#### WHAT THE TASK ASKS:
Repeat all the data word for word.

[Items from a data source]
------------------------
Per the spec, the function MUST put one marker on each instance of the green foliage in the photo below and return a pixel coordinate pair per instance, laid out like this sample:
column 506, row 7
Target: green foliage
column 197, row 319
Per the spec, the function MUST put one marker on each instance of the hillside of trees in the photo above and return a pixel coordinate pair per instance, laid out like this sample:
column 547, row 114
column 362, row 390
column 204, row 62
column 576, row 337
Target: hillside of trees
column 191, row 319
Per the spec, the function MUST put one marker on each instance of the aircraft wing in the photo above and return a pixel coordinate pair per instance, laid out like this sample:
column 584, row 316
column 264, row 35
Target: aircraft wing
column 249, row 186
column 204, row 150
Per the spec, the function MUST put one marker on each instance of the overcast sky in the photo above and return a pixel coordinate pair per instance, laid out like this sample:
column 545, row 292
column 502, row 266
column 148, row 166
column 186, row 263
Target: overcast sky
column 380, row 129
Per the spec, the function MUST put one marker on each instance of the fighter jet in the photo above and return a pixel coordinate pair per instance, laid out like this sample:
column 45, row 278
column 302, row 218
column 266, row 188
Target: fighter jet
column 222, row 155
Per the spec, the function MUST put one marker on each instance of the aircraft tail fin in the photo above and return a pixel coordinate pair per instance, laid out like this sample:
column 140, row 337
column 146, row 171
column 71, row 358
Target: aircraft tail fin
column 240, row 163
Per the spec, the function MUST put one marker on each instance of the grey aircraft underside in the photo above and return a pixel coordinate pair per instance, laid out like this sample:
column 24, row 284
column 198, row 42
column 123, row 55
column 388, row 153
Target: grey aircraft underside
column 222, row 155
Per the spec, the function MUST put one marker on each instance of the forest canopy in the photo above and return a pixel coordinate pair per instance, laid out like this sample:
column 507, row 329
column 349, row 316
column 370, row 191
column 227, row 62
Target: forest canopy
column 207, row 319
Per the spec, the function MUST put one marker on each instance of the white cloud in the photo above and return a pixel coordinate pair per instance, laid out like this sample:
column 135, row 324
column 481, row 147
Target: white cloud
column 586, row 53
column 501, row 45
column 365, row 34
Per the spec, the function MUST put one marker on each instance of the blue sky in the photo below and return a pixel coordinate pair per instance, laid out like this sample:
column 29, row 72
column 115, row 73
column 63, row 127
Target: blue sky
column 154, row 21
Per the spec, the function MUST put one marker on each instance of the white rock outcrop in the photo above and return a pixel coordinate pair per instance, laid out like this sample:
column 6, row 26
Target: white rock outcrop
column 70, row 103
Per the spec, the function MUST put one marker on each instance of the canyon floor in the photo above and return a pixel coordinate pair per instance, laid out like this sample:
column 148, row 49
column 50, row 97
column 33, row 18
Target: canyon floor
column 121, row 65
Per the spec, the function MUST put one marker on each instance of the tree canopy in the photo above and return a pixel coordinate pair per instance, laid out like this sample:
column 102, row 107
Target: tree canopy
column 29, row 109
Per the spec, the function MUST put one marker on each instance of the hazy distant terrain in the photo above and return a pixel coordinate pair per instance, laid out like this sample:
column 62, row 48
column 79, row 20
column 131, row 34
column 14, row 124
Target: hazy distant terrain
------------------------
#### SOLUTION TO THIS TASK:
Per the spec, the function MUST put one marker on each instance of the green foliage in the photo below and return a pixel coordinate pair per instance, laid out like this sample:
column 506, row 7
Target: green foliage
column 197, row 319
Per the spec, the function MUST put one marker on each instance of the hillside of trees in the photo above and return a pixel coordinate pair per instance, laid out like this sample:
column 547, row 114
column 362, row 390
column 204, row 62
column 576, row 337
Target: hillside of trees
column 191, row 319
Per the spec, the function MUST put one marker on each instance of the aircraft wing in the photo above and return a pixel coordinate pair per instance, laid out like this sample:
column 584, row 316
column 264, row 35
Target: aircraft wing
column 249, row 186
column 204, row 150
Per the spec, the function MUST put one marker on each instance of the overcast sky in the photo above and return a pixel coordinate pair per instance, laid out like this sample:
column 545, row 292
column 502, row 266
column 148, row 166
column 186, row 263
Target: overcast sky
column 380, row 129
Per the spec, the function MUST put one marker on each instance of the fighter jet in the photo above and return a pixel coordinate pair per instance, laid out like this sample:
column 45, row 278
column 302, row 218
column 266, row 188
Target: fighter jet
column 222, row 155
Per the spec, the function MUST put one marker on each instance of the aircraft tail fin in the photo above and return a pixel coordinate pair per instance, laid out like this sample:
column 140, row 337
column 146, row 171
column 71, row 358
Target: aircraft tail fin
column 240, row 163
Per the spec, the function MUST put one marker on each instance of the grey aircraft underside in the photo above and return a pixel coordinate pair per instance, laid out like this sample:
column 24, row 284
column 198, row 42
column 123, row 55
column 388, row 153
Target: grey aircraft underside
column 222, row 155
Per the spec, the function MUST put one marker on each instance of the forest canopy in the photo above and return a pixel coordinate pair per instance, laid out like this sample:
column 507, row 329
column 349, row 316
column 370, row 191
column 227, row 62
Target: forest canopy
column 207, row 319
Per the spec, the function MUST put one marker on each instance of the white cloud in the photo above and return a pixel coordinate pair per instance, laid out like this sample:
column 135, row 324
column 481, row 147
Target: white cloud
column 586, row 53
column 501, row 45
column 365, row 34
Per the spec, the function MUST put one marker on each instance of the blue sky in the photo below and return a pixel coordinate pair per instance, laid out like this sample:
column 29, row 72
column 115, row 73
column 63, row 127
Target: blue sky
column 154, row 21
Per the spec, the function MUST put one marker on each instance of the white rock outcrop in the photo above and return a pixel coordinate pair per instance, laid out like this sample:
column 6, row 26
Target: white rock outcrop
column 70, row 103
Per the spec, the function MUST put one marker on each instance of the canyon floor in the photo above and return a pixel coordinate pair per instance, laid out like this sample:
column 148, row 49
column 50, row 97
column 33, row 18
Target: canyon floor
column 121, row 65
Per the spec, the function MUST put one marker on each instance of the tree canopy in the photo above and return a pixel coordinate pair per instance, laid out like this sample:
column 102, row 107
Target: tree canopy
column 29, row 109
Per the spec, the function MUST put one marker on each instance of the hazy distant terrain in the photo above and return a pixel coordinate pair per instance, laid out like this sample:
column 62, row 48
column 79, row 20
column 131, row 34
column 14, row 124
Target: hazy distant terrain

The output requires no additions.